YOUR GOAL:
Check every line of the data for the word "then", and copy those that have it.

RECORDS SUPPLIED:
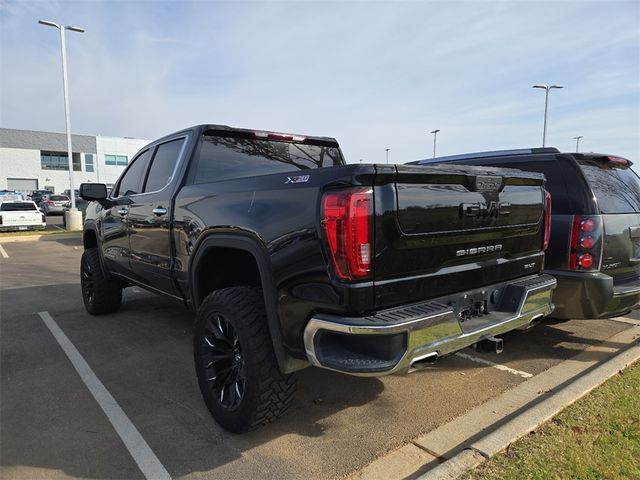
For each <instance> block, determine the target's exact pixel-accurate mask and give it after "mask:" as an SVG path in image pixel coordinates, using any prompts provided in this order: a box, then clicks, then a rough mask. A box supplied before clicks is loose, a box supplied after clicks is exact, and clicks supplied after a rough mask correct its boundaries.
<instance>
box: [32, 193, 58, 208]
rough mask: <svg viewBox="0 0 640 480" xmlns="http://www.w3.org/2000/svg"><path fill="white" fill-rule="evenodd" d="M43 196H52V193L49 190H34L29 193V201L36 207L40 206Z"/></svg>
mask: <svg viewBox="0 0 640 480" xmlns="http://www.w3.org/2000/svg"><path fill="white" fill-rule="evenodd" d="M43 195H53V192H52V191H51V190H34V191H33V192H31V200H33V201H34V202H35V203H36V205H40V202H41V201H42V197H43Z"/></svg>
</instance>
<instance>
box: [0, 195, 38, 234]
mask: <svg viewBox="0 0 640 480" xmlns="http://www.w3.org/2000/svg"><path fill="white" fill-rule="evenodd" d="M46 226H47V222H46V217H45V216H44V215H43V214H42V212H41V211H40V210H39V209H38V206H37V205H36V204H35V203H34V202H29V201H15V200H14V201H8V202H7V201H3V202H0V232H8V231H16V230H44V229H45V227H46Z"/></svg>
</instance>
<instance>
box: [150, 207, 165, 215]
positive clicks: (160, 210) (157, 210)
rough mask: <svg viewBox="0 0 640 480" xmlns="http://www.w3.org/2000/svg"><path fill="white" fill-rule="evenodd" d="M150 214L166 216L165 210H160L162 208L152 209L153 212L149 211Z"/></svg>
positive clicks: (161, 209)
mask: <svg viewBox="0 0 640 480" xmlns="http://www.w3.org/2000/svg"><path fill="white" fill-rule="evenodd" d="M151 212H152V213H153V214H154V215H158V216H160V215H166V214H167V209H166V208H162V207H157V208H154V209H153V210H151Z"/></svg>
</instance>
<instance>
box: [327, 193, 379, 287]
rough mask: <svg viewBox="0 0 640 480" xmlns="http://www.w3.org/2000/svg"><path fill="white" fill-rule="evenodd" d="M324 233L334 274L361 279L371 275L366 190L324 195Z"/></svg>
mask: <svg viewBox="0 0 640 480" xmlns="http://www.w3.org/2000/svg"><path fill="white" fill-rule="evenodd" d="M322 215H323V220H322V224H323V227H324V232H325V235H326V237H327V242H328V244H329V252H330V253H331V259H332V260H333V266H334V268H335V272H336V275H337V276H338V277H340V278H342V279H346V280H357V279H363V278H366V277H367V276H369V274H370V272H371V255H372V232H371V230H372V215H373V192H372V190H371V189H370V188H366V189H354V190H347V191H339V192H329V193H327V194H325V196H324V200H323V212H322Z"/></svg>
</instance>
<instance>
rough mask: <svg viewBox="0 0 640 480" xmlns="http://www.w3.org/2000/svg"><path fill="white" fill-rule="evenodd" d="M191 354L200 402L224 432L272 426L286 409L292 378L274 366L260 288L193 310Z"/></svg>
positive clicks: (288, 407)
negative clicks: (271, 424) (195, 374)
mask: <svg viewBox="0 0 640 480" xmlns="http://www.w3.org/2000/svg"><path fill="white" fill-rule="evenodd" d="M193 350H194V351H193V356H194V363H195V367H196V375H197V377H198V386H199V387H200V392H201V393H202V397H203V399H204V402H205V404H206V405H207V408H208V409H209V411H210V412H211V415H212V416H213V418H214V419H215V420H216V421H217V422H218V423H219V424H220V425H221V426H222V427H224V428H226V429H227V430H229V431H231V432H234V433H243V432H247V431H249V430H252V429H254V428H256V427H258V426H260V425H264V424H266V423H269V422H273V421H274V420H275V419H277V418H278V417H280V416H282V415H283V414H284V412H286V411H287V409H288V408H289V406H290V405H291V402H292V401H293V397H294V394H295V388H296V382H295V376H294V375H292V374H283V373H282V372H281V371H280V368H279V366H278V361H277V360H276V356H275V353H274V350H273V342H272V341H271V336H270V334H269V328H268V326H267V317H266V312H265V307H264V297H263V295H262V290H261V289H260V288H258V287H253V286H247V287H231V288H224V289H220V290H215V291H213V292H211V293H210V294H209V295H207V297H206V298H205V299H204V301H203V302H202V304H201V305H200V307H199V308H198V315H197V318H196V324H195V327H194V337H193Z"/></svg>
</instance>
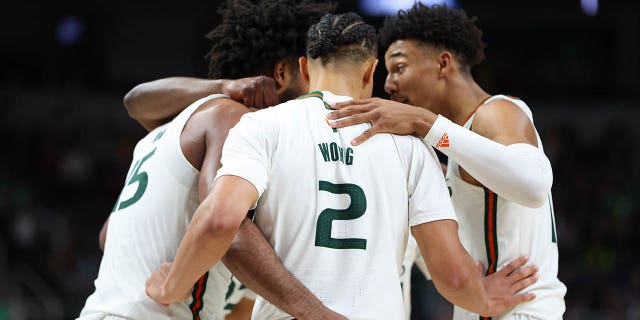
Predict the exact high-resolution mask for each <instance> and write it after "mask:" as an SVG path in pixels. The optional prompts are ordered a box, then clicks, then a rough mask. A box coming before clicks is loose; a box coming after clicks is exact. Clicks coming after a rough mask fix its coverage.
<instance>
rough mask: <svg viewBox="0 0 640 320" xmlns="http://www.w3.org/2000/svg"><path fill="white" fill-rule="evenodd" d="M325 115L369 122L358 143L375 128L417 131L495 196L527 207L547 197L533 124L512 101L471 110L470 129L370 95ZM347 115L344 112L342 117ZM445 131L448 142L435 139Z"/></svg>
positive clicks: (421, 136)
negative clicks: (440, 140)
mask: <svg viewBox="0 0 640 320" xmlns="http://www.w3.org/2000/svg"><path fill="white" fill-rule="evenodd" d="M335 108H340V110H338V111H335V112H333V113H331V114H329V115H328V118H329V119H330V120H332V119H339V118H340V119H339V120H336V121H331V123H332V126H333V127H344V126H348V125H352V124H356V123H363V122H367V121H371V122H372V127H371V128H370V129H368V130H366V131H365V132H363V133H362V134H361V135H360V136H359V137H357V138H356V139H355V140H354V141H353V143H354V144H360V143H362V142H364V141H366V140H367V139H369V138H370V137H371V136H373V135H374V134H376V133H379V132H390V133H395V134H416V135H418V136H420V137H424V141H425V143H427V144H428V145H431V146H433V147H435V148H437V149H438V150H440V151H441V152H442V153H444V154H446V155H447V156H449V157H451V158H452V159H454V160H455V161H456V162H457V163H458V164H460V166H461V167H462V168H464V170H466V172H468V174H469V175H470V177H472V179H466V180H470V182H471V183H473V182H475V181H477V182H478V183H479V184H482V185H484V186H485V187H487V188H489V189H491V190H493V191H494V192H496V193H497V194H499V195H500V196H502V197H504V198H506V199H509V200H511V201H513V202H516V203H519V204H521V205H524V206H528V207H539V206H541V205H542V204H543V203H544V201H545V200H546V197H547V195H548V194H549V191H550V190H551V184H552V182H553V173H552V170H551V164H550V162H549V159H547V157H546V156H545V154H544V153H543V152H542V151H541V150H540V149H538V148H537V138H536V134H535V129H534V127H533V124H532V123H531V121H530V120H529V118H528V117H527V115H526V114H525V113H524V112H523V111H522V110H521V109H520V108H519V107H518V106H516V105H515V104H513V103H511V102H509V101H506V100H496V101H493V102H491V103H488V104H486V105H483V106H482V107H480V108H479V109H478V111H477V112H476V115H475V118H474V122H473V131H469V130H467V129H465V128H463V127H461V126H459V125H457V124H454V123H452V122H451V121H449V120H448V119H446V118H445V117H443V116H438V115H435V114H434V113H432V112H430V111H429V110H427V109H423V108H418V107H414V106H409V105H406V104H402V103H399V102H394V101H390V100H385V99H379V98H373V99H363V100H353V101H347V102H343V103H339V104H336V106H335ZM345 117H346V118H345ZM445 133H446V135H447V138H448V141H449V143H448V144H438V142H440V140H441V139H442V138H443V136H444V135H445Z"/></svg>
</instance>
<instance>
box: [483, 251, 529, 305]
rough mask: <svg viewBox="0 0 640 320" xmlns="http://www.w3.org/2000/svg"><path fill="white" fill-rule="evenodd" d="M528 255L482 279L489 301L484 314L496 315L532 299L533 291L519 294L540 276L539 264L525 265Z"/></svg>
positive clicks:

RESULT OF THE EXERCISE:
For each <instance> block, determine the target's exact pixel-accurate mask and give it after "mask:" as an SVG path in image pixel coordinates, using any prompts provided in this order: a box, then clicks, then a rough mask. A box supplied before clicks is loose, a box supplied after clicks is exact, and clicks supplied after a rough mask correct its boundaries.
Predict the exact high-resolution mask for each <instance> and write it after "mask:" as an SVG path in pixels. The optional prompts are ordered a box, then clicks, then a rough mask. A box coming before clicks is loose; a box coming after clicks is exact. Clicks coming after a rough mask fix its coverage.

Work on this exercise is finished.